(SOURCE MATERIAL begins)

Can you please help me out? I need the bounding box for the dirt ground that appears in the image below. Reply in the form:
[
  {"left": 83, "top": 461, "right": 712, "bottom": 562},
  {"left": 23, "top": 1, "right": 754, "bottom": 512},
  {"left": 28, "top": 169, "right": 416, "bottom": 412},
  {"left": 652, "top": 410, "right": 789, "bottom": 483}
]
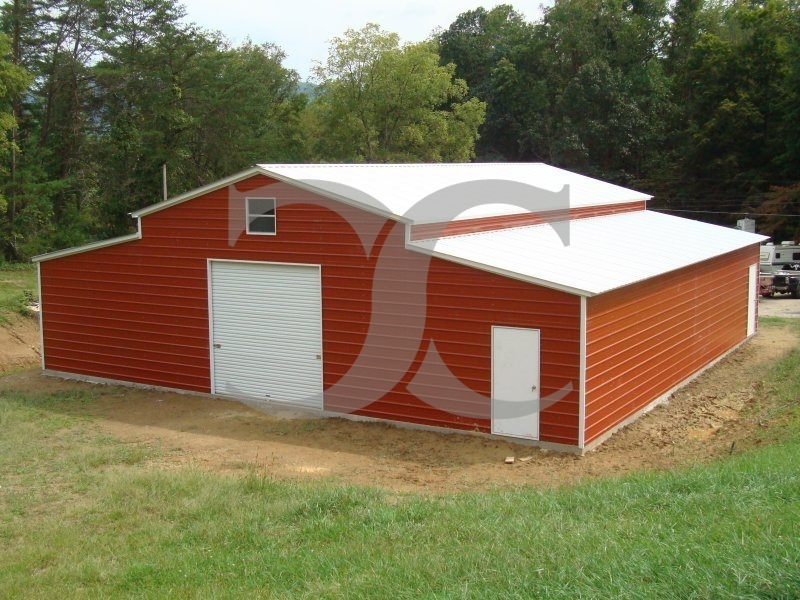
[
  {"left": 1, "top": 314, "right": 797, "bottom": 493},
  {"left": 759, "top": 295, "right": 800, "bottom": 318},
  {"left": 0, "top": 316, "right": 39, "bottom": 372}
]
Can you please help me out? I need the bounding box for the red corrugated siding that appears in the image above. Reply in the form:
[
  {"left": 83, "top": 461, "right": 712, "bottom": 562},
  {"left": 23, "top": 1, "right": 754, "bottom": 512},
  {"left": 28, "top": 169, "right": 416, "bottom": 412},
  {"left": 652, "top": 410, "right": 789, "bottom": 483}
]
[
  {"left": 348, "top": 258, "right": 582, "bottom": 445},
  {"left": 409, "top": 201, "right": 646, "bottom": 241},
  {"left": 584, "top": 246, "right": 759, "bottom": 444},
  {"left": 40, "top": 174, "right": 582, "bottom": 445}
]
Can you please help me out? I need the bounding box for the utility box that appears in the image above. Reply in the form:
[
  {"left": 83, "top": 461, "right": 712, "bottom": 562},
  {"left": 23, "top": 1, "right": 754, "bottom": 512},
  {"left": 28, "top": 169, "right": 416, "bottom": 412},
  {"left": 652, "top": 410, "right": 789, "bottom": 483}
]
[{"left": 736, "top": 218, "right": 756, "bottom": 233}]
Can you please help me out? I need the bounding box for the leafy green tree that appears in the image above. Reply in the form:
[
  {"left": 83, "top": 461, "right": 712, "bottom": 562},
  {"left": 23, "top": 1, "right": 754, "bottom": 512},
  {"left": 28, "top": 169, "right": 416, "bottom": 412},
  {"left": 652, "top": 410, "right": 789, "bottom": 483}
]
[
  {"left": 180, "top": 40, "right": 307, "bottom": 179},
  {"left": 308, "top": 23, "right": 486, "bottom": 162},
  {"left": 90, "top": 0, "right": 199, "bottom": 233},
  {"left": 438, "top": 1, "right": 671, "bottom": 179},
  {"left": 0, "top": 29, "right": 31, "bottom": 260},
  {"left": 92, "top": 1, "right": 306, "bottom": 234},
  {"left": 438, "top": 5, "right": 538, "bottom": 160},
  {"left": 536, "top": 0, "right": 671, "bottom": 183},
  {"left": 0, "top": 0, "right": 98, "bottom": 259},
  {"left": 778, "top": 4, "right": 800, "bottom": 179},
  {"left": 756, "top": 184, "right": 800, "bottom": 240},
  {"left": 664, "top": 0, "right": 798, "bottom": 230},
  {"left": 0, "top": 0, "right": 306, "bottom": 251}
]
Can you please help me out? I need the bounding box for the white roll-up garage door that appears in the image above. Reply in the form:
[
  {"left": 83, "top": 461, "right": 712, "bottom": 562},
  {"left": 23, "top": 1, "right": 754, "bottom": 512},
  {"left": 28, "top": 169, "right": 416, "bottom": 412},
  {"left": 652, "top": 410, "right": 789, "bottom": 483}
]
[{"left": 209, "top": 260, "right": 323, "bottom": 407}]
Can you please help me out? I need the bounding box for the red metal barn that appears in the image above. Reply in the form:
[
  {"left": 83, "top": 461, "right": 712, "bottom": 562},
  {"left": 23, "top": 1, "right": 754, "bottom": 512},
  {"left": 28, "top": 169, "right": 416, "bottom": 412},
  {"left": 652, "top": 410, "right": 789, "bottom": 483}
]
[{"left": 34, "top": 164, "right": 765, "bottom": 452}]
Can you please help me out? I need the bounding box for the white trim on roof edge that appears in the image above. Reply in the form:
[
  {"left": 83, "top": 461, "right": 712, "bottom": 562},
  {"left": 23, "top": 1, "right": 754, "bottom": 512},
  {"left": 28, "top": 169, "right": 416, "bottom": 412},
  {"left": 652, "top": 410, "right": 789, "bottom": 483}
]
[
  {"left": 132, "top": 167, "right": 263, "bottom": 217},
  {"left": 256, "top": 166, "right": 412, "bottom": 224},
  {"left": 408, "top": 240, "right": 765, "bottom": 299},
  {"left": 134, "top": 165, "right": 411, "bottom": 224},
  {"left": 578, "top": 296, "right": 587, "bottom": 449},
  {"left": 32, "top": 229, "right": 142, "bottom": 263},
  {"left": 33, "top": 168, "right": 268, "bottom": 262},
  {"left": 36, "top": 262, "right": 45, "bottom": 369}
]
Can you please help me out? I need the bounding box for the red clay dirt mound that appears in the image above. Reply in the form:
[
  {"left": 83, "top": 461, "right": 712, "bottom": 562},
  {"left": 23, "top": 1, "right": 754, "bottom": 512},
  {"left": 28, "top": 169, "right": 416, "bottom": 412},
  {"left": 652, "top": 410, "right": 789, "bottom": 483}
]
[{"left": 0, "top": 316, "right": 39, "bottom": 373}]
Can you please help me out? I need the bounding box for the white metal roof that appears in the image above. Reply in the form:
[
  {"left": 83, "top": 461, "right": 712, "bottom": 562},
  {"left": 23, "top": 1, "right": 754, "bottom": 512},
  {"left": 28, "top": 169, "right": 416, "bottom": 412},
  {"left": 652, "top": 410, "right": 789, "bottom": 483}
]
[
  {"left": 408, "top": 210, "right": 767, "bottom": 297},
  {"left": 257, "top": 163, "right": 651, "bottom": 224}
]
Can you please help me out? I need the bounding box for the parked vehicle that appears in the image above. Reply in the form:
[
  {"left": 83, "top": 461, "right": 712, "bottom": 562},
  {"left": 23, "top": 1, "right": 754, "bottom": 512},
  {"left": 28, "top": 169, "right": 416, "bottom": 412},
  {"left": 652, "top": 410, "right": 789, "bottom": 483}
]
[
  {"left": 760, "top": 272, "right": 775, "bottom": 297},
  {"left": 760, "top": 242, "right": 800, "bottom": 273},
  {"left": 761, "top": 263, "right": 800, "bottom": 298}
]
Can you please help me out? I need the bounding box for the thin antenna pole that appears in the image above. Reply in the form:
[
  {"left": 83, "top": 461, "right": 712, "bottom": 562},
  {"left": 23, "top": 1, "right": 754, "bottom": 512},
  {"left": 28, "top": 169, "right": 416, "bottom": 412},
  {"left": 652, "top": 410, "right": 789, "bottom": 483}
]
[{"left": 162, "top": 163, "right": 168, "bottom": 201}]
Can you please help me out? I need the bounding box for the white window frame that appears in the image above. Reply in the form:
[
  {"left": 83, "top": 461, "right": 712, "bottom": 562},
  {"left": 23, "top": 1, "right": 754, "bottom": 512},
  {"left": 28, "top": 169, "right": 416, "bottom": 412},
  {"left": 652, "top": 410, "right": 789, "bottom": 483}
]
[{"left": 246, "top": 197, "right": 277, "bottom": 236}]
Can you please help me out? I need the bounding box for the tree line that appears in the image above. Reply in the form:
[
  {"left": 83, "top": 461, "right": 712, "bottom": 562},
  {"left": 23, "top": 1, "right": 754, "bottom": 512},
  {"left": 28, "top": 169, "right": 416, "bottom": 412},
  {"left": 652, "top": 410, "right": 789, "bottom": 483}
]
[{"left": 0, "top": 0, "right": 797, "bottom": 261}]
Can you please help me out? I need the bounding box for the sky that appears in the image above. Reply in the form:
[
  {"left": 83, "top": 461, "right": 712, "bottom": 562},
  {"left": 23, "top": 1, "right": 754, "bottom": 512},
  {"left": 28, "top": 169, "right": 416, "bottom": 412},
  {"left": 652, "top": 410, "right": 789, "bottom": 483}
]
[{"left": 178, "top": 1, "right": 548, "bottom": 81}]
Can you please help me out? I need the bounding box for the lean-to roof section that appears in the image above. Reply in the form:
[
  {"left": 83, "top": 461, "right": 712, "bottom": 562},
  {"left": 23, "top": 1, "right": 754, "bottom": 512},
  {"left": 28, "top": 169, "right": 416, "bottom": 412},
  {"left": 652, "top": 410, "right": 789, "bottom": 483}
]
[{"left": 408, "top": 210, "right": 767, "bottom": 297}]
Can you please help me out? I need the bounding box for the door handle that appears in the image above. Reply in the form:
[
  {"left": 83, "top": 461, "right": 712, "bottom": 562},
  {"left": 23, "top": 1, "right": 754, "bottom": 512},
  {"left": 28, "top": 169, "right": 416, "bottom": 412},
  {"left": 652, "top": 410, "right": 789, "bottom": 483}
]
[
  {"left": 531, "top": 385, "right": 537, "bottom": 391},
  {"left": 213, "top": 343, "right": 221, "bottom": 349}
]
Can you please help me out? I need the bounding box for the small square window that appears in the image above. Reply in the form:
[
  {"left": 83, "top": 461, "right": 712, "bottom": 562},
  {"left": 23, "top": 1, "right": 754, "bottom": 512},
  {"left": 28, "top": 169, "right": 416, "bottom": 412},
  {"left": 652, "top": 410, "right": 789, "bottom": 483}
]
[{"left": 247, "top": 198, "right": 276, "bottom": 235}]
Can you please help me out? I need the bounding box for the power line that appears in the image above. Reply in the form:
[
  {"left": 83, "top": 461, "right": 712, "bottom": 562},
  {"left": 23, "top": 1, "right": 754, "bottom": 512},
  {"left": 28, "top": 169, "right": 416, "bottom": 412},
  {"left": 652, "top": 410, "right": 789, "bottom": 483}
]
[
  {"left": 650, "top": 198, "right": 795, "bottom": 207},
  {"left": 653, "top": 208, "right": 800, "bottom": 217}
]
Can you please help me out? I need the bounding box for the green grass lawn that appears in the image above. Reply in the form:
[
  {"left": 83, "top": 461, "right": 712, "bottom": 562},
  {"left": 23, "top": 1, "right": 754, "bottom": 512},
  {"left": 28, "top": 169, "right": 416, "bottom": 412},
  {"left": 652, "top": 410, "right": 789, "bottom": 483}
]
[
  {"left": 1, "top": 329, "right": 799, "bottom": 598},
  {"left": 0, "top": 264, "right": 37, "bottom": 322}
]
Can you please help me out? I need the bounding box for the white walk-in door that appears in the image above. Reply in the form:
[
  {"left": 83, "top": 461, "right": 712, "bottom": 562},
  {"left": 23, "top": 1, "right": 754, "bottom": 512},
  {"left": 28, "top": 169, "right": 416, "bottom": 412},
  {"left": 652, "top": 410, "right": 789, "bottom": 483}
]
[
  {"left": 491, "top": 326, "right": 540, "bottom": 440},
  {"left": 209, "top": 260, "right": 323, "bottom": 407}
]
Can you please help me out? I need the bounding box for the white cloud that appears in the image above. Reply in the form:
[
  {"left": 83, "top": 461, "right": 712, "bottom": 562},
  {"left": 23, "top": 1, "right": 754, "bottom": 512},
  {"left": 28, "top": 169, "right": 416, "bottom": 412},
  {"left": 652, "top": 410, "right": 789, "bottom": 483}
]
[{"left": 179, "top": 1, "right": 548, "bottom": 80}]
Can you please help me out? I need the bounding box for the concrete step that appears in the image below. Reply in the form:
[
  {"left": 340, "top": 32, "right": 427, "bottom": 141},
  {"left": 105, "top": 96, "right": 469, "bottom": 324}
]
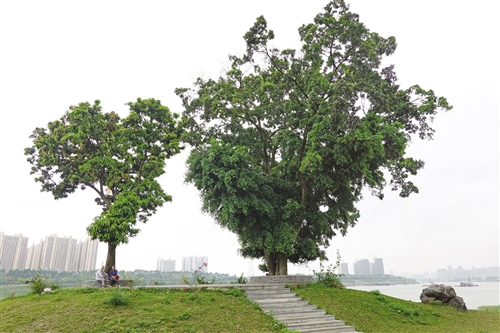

(SOURCE MATERIAL ends)

### PROBLEM:
Show the lines of the entries that include the string "door", copying each in full.

### OUTPUT FOR THIS TASK:
Can you please help me out? I need the bounding box for the white roll-up garage door that appears in the image above. Reply in the form:
Can you please help me out? I need the bounding box for the door handle that appears in the image above. Reply in the form:
Can you please help me out? I need the bounding box for the white walk-in door that appears in the image above. Reply in the form:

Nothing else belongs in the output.